-- YOUR OBJECTIVE --
Reproduce only the lines from the line containing "In this exercise you will mark each instance of the wrinkled" to the end of the entries below, including both of those lines.

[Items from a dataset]
# # # # #

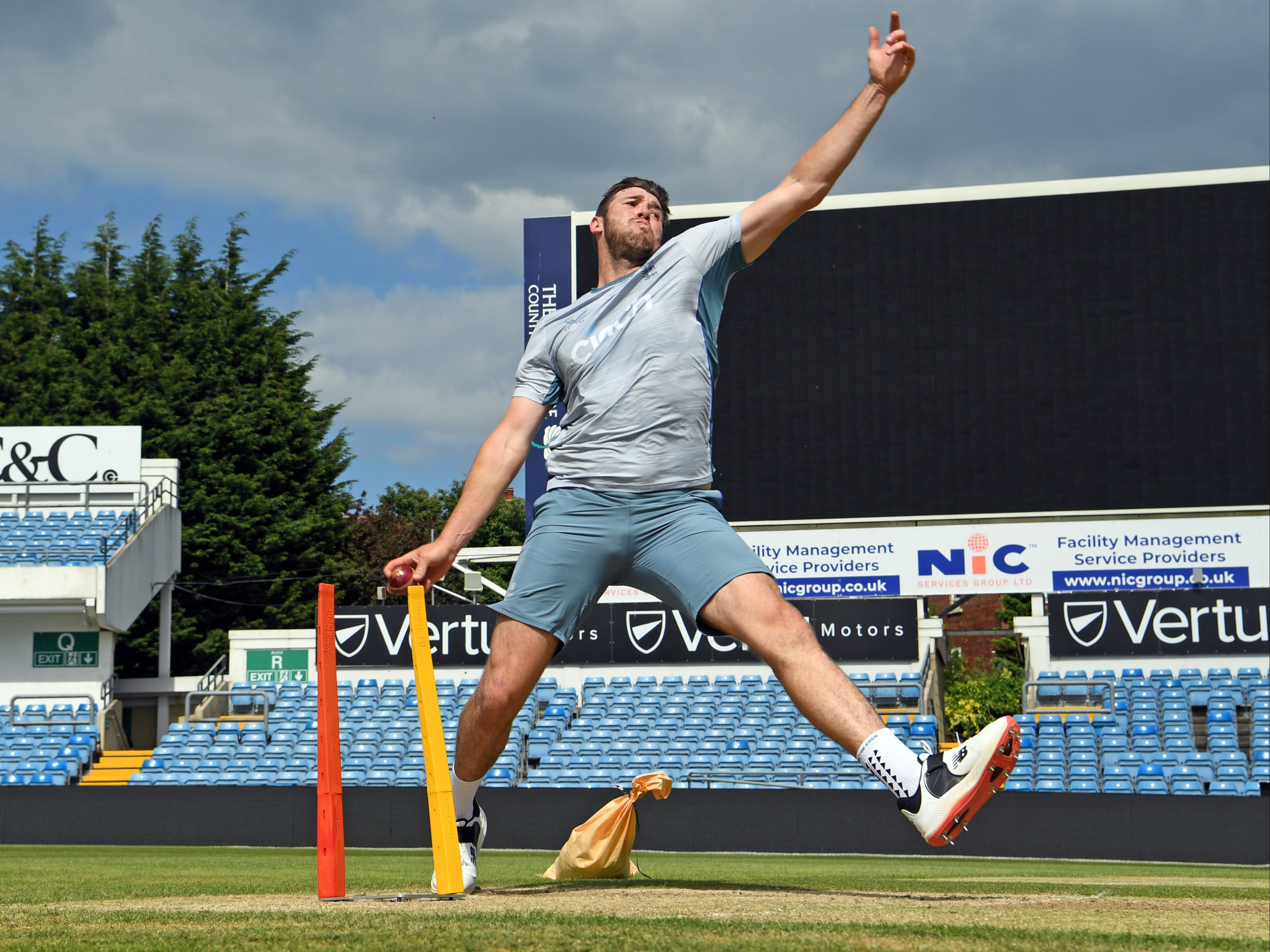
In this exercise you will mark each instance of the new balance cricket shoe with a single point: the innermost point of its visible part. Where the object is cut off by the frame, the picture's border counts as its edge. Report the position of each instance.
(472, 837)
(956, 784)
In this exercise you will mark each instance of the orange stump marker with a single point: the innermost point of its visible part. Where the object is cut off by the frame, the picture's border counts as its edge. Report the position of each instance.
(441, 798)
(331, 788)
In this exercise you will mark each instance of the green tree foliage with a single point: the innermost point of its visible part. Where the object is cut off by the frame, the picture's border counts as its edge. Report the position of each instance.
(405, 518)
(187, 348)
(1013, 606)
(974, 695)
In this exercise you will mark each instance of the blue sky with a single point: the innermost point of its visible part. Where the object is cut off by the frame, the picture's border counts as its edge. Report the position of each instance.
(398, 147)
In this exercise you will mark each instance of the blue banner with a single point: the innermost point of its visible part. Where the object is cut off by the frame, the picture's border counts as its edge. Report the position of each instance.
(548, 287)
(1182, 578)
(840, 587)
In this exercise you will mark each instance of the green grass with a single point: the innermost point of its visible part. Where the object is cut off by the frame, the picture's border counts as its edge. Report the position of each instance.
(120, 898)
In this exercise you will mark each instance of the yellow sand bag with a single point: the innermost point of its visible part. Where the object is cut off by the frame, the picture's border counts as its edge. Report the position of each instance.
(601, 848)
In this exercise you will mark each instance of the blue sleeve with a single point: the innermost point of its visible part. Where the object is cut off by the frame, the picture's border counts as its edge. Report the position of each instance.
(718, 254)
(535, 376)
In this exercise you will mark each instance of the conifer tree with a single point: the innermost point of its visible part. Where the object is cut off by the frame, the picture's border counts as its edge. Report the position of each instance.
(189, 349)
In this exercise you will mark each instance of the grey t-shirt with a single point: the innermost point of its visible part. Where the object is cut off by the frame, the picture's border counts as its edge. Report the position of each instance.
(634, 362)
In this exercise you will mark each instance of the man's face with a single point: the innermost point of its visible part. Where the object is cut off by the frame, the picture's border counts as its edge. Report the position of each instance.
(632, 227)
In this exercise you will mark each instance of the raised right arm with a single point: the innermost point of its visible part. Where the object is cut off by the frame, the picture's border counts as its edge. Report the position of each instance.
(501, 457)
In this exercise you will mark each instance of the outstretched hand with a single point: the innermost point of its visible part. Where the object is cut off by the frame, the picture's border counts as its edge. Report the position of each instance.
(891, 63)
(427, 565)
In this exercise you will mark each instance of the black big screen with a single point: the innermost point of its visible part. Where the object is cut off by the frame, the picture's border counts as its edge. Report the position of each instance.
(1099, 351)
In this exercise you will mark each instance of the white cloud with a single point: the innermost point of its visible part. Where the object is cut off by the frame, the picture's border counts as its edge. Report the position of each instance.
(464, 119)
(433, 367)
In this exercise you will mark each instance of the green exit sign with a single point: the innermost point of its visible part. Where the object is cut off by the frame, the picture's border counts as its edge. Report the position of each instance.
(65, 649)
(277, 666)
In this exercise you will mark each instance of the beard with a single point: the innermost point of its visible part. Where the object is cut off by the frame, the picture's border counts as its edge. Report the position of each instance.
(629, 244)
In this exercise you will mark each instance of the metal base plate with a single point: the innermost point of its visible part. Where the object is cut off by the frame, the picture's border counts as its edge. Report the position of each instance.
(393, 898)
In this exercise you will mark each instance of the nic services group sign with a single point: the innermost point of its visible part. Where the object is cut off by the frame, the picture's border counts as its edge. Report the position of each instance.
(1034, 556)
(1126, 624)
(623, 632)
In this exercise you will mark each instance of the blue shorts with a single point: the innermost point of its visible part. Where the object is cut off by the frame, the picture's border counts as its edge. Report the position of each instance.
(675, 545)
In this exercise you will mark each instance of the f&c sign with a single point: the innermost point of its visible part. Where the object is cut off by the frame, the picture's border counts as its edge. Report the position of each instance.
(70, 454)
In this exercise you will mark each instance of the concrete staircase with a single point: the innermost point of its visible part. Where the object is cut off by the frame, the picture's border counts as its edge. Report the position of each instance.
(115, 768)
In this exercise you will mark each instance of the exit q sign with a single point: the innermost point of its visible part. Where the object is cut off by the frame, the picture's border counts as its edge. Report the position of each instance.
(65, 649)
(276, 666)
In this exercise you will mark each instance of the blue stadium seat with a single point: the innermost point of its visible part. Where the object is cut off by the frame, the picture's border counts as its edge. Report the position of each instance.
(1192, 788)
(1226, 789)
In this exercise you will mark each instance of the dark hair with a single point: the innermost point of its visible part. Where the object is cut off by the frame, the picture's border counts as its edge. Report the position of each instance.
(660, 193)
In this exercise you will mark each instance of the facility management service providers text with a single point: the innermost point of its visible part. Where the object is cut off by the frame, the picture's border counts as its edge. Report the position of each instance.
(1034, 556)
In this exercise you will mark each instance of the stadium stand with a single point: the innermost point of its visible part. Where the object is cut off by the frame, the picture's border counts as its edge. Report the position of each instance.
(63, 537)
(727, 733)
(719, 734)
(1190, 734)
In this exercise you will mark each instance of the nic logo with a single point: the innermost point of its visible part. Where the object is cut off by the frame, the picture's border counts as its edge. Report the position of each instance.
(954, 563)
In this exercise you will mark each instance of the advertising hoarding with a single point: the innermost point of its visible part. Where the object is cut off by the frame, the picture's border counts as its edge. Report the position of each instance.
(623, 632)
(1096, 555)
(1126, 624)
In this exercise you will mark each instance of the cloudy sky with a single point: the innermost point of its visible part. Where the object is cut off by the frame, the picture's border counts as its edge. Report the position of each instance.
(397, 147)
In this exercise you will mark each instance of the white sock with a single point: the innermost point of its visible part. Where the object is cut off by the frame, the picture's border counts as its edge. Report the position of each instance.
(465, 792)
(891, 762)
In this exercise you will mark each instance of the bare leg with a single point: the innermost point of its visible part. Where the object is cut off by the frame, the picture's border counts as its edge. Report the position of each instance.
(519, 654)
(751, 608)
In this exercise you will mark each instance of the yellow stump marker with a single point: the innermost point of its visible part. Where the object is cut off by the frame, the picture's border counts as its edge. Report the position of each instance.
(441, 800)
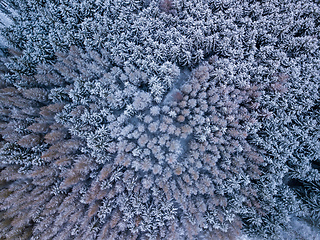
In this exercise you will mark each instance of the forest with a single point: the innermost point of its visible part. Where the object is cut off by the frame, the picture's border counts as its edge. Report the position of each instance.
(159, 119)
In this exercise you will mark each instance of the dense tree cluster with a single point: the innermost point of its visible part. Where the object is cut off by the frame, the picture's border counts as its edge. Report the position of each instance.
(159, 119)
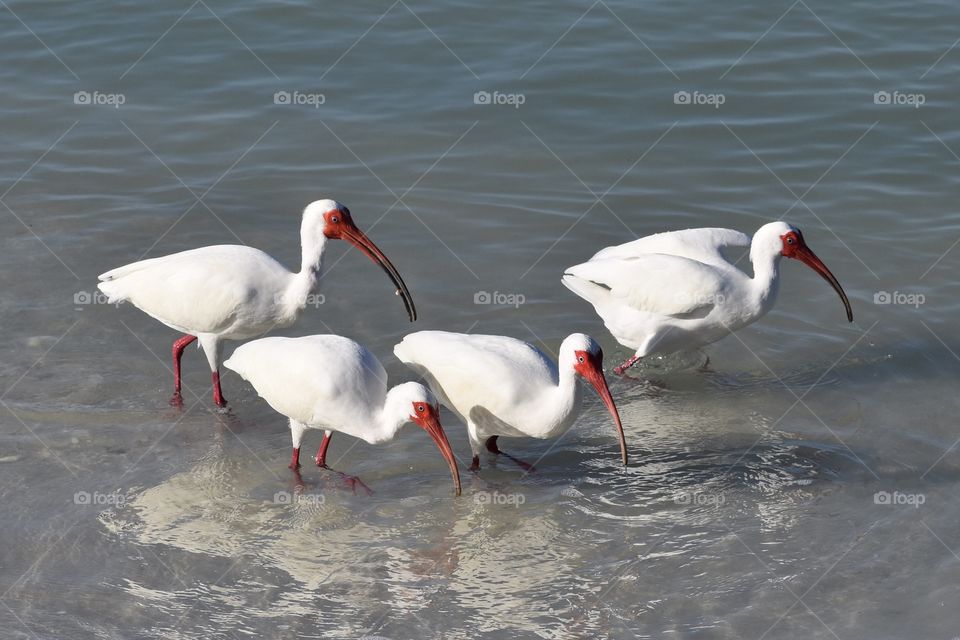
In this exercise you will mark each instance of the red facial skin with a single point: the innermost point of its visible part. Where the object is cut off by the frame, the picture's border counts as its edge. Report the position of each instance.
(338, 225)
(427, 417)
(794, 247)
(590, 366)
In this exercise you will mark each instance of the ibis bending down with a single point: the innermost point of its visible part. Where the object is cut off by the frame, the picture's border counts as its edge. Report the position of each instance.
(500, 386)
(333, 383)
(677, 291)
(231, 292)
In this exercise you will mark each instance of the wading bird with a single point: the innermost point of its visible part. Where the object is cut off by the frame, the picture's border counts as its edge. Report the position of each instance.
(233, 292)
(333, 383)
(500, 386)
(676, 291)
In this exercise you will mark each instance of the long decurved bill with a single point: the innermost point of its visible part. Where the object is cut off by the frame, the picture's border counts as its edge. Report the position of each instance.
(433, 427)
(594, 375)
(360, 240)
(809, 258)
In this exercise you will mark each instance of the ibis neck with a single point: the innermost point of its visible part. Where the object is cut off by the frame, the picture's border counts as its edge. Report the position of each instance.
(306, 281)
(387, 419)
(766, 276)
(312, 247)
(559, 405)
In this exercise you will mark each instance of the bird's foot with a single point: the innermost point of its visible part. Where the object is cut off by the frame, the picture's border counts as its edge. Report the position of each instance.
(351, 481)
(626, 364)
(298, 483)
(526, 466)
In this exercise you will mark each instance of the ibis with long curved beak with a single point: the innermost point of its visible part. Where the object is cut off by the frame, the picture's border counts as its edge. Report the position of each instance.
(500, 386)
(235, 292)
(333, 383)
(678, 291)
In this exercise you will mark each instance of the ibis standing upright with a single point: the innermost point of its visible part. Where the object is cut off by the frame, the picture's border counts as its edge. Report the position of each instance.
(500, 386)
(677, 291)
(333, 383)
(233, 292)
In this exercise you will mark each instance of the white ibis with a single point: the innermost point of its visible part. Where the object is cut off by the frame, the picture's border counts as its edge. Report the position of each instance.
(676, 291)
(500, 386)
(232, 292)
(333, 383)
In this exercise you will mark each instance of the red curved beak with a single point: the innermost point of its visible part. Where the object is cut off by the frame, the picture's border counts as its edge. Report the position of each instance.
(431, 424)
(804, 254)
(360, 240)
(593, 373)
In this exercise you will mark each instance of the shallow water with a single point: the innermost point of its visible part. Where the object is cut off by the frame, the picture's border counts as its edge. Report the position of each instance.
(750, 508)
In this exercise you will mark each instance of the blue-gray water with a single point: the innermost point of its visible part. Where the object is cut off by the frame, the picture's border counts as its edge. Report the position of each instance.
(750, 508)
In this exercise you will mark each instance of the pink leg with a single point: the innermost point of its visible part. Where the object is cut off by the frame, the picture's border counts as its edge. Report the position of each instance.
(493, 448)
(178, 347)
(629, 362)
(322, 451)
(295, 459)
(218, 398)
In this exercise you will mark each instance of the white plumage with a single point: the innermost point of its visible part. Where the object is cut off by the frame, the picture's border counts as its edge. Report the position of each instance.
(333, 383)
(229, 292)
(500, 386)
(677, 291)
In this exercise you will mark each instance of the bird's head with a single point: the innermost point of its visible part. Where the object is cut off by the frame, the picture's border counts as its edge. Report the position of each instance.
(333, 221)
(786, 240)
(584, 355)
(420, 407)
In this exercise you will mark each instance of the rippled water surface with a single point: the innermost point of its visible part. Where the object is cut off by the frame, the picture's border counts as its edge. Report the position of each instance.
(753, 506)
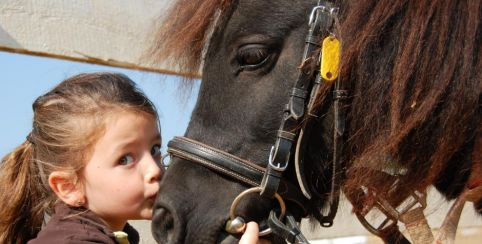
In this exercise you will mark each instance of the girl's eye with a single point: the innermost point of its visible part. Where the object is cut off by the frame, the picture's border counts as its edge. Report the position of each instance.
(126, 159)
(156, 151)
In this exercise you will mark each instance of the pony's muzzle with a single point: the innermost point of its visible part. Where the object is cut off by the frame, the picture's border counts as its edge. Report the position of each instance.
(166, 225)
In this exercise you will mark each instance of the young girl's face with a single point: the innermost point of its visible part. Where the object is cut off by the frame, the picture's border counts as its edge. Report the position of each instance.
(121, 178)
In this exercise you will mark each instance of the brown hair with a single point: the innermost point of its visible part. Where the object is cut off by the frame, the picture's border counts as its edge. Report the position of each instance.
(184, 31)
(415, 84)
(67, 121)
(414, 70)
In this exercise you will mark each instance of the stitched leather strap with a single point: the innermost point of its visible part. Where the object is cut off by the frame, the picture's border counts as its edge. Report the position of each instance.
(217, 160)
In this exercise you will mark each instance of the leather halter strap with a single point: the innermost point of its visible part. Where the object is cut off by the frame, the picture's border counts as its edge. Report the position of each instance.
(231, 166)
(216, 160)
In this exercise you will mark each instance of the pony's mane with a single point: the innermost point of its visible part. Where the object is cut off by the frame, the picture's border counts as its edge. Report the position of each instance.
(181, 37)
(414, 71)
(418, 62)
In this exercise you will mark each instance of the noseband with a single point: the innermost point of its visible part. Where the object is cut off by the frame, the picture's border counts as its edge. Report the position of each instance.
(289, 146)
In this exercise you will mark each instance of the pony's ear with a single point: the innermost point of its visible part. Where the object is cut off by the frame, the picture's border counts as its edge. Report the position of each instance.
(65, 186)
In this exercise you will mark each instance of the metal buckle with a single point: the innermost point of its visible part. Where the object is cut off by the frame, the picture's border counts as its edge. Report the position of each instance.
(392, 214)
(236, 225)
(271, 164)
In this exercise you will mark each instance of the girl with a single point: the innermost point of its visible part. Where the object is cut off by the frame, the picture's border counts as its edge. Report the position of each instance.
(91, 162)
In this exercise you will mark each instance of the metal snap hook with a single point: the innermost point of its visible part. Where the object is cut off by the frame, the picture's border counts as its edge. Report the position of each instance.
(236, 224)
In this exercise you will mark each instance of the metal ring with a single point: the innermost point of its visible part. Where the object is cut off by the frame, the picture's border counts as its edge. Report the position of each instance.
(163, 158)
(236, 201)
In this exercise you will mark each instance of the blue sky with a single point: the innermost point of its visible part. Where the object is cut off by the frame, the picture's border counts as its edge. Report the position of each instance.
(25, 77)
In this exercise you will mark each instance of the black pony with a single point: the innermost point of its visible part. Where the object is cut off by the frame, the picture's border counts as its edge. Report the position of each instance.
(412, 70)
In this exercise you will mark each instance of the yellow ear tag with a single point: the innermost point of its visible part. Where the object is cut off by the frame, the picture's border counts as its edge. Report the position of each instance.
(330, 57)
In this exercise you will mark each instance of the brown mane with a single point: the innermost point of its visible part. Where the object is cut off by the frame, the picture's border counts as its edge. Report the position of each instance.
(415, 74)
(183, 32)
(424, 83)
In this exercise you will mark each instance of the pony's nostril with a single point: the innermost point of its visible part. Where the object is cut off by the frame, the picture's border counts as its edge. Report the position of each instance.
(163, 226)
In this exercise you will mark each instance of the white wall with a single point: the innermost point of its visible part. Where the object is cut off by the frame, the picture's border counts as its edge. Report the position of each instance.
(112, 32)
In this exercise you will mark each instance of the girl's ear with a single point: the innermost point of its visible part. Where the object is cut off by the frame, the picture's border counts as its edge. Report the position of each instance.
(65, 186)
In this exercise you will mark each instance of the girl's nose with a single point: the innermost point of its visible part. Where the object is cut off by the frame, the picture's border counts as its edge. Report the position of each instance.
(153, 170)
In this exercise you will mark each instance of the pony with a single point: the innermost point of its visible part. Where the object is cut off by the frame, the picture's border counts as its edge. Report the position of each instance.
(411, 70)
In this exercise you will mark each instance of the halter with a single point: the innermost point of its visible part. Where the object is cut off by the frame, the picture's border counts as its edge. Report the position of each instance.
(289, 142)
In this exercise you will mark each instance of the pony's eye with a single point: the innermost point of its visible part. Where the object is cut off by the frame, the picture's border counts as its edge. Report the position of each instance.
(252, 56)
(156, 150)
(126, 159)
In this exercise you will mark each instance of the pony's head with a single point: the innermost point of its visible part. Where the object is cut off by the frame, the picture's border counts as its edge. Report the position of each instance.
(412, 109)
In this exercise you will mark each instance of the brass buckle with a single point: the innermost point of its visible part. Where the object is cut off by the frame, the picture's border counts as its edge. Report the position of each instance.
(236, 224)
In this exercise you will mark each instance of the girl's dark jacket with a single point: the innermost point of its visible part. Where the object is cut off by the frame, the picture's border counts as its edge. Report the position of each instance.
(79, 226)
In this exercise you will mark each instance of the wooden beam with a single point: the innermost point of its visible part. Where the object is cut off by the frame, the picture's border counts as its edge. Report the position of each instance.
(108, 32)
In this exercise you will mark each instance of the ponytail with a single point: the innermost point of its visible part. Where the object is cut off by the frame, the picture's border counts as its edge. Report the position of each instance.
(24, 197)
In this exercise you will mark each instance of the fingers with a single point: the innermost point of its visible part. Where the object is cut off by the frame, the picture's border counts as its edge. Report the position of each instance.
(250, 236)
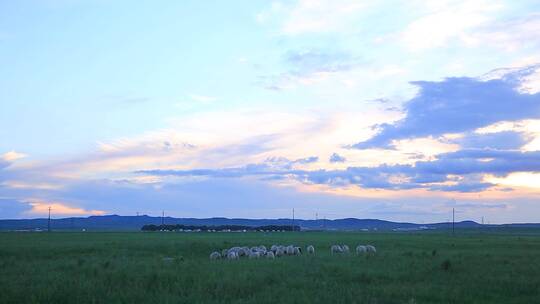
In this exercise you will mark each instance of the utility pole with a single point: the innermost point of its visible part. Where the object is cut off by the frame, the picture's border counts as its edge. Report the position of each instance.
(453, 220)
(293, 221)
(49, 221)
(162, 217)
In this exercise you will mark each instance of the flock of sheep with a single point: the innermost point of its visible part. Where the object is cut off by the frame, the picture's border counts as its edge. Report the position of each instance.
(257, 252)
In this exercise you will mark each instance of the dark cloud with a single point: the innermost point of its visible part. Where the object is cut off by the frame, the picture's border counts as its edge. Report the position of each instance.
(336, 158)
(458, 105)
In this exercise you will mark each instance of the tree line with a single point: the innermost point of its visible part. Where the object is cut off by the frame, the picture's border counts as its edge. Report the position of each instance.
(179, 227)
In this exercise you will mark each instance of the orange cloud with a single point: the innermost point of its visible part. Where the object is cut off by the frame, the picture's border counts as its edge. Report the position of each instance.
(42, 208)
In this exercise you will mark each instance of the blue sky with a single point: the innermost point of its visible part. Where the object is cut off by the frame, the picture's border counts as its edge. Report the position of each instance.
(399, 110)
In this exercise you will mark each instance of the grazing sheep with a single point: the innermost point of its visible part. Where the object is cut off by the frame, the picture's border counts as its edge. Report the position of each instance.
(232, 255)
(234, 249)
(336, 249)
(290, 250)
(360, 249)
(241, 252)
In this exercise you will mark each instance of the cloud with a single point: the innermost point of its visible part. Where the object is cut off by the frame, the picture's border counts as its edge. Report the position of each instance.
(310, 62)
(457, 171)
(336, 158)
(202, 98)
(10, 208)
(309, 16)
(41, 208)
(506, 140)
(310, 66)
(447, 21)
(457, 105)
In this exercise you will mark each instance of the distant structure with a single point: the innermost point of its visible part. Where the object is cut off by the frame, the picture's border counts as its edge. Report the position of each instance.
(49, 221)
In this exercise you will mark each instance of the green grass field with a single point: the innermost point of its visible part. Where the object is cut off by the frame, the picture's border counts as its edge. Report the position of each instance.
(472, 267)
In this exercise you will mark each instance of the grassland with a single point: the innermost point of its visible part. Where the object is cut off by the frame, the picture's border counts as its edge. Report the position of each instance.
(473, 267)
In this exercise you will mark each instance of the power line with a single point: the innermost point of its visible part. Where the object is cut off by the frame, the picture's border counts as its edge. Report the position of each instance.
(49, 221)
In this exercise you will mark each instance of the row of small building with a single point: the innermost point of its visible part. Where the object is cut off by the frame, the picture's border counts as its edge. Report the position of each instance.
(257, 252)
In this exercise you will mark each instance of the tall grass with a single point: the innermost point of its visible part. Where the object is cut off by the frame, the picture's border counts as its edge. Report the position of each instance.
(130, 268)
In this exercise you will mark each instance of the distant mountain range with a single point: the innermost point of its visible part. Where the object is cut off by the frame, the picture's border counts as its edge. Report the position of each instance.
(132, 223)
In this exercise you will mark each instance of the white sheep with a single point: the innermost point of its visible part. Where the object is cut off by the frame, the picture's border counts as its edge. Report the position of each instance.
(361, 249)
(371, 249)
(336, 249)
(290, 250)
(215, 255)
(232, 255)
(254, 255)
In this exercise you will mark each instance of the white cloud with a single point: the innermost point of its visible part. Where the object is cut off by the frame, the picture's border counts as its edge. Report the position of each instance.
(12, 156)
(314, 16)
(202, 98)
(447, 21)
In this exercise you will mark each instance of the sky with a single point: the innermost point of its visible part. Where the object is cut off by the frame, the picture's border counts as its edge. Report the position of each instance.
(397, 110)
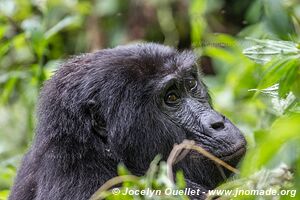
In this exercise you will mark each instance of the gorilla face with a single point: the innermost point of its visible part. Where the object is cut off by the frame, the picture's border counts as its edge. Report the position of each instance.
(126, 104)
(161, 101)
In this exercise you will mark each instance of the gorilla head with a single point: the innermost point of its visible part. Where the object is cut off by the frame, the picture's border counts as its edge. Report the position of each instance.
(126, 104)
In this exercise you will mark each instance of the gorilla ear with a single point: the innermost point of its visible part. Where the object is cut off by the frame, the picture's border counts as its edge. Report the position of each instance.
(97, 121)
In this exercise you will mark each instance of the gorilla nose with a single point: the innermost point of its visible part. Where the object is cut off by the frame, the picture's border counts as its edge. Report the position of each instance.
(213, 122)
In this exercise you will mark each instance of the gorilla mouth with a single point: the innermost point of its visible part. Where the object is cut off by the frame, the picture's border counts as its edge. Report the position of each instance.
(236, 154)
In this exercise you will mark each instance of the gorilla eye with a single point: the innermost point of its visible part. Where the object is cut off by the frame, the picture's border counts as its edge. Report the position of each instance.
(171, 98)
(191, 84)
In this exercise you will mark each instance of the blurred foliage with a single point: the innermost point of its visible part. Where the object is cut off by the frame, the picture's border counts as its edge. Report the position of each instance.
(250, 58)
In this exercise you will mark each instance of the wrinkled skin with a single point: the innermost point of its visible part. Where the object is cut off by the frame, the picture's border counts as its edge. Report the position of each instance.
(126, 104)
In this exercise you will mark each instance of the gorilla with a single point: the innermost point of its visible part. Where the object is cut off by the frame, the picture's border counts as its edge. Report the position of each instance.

# # # # #

-- RESPONSE --
In this exercise you will mark each instance of the wrinkled skin with a single point: the innermost point of its visible part. Where the object is cut off by the frame, the picture's border counts as its edge. Report the position of each instance.
(126, 104)
In this exercise you will mark each instance of the gorilla with a single point: the innermost point of its visible part. Where the object is cut off by the frame, the picture's border counts as its edge. Report the position of each instance.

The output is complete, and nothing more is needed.